[Dataset rows showing where objects appear]
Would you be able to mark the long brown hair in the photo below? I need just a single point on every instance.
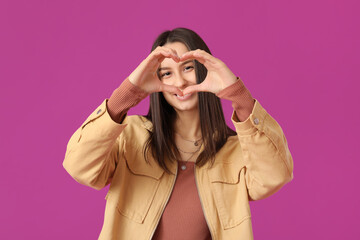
(214, 130)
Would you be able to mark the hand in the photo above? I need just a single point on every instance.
(218, 77)
(145, 75)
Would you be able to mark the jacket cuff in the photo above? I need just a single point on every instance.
(123, 98)
(254, 122)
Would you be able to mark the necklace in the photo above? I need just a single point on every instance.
(183, 166)
(196, 142)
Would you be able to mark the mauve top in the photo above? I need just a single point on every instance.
(183, 217)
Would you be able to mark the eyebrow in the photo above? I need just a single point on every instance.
(186, 62)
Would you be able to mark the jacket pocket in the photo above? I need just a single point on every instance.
(138, 183)
(230, 194)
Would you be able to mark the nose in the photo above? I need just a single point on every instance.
(180, 82)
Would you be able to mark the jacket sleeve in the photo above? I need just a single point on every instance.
(268, 161)
(93, 152)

> STATED PROBLEM: Reproduce every one of the records above word for word, including each point, and omit the pictures from your copy.

> ANSWER TO THE EXERCISE:
Would you be able to mark the long brown hair in the photo below? I need just a single point on every instance.
(214, 130)
Would you be able to mark the hand in the photo above? I need just a single point on every instance.
(218, 77)
(145, 75)
Would you be able to mark the jacket cuff in the photo above? I need just a single point on every instance.
(123, 98)
(254, 122)
Would you be able to mark the necklace in the photo above? I need just a single point on every instance.
(183, 166)
(196, 142)
Would you be able to mark the mauve top in the photo above? I need just a single point on every instance.
(183, 217)
Would you be able to mark the eyebrow in the photo above? I need just a single point on every instance.
(186, 62)
Would you be able to mark the jacket pocket in the photo above? I need just a single point on every instance.
(138, 183)
(230, 194)
Would you be able to mark the nose in the photo above? I need just a single point on every instance.
(180, 82)
Would you be able to mark the jacket sleeve in the photo above? I need just a single point on every instance.
(268, 161)
(93, 152)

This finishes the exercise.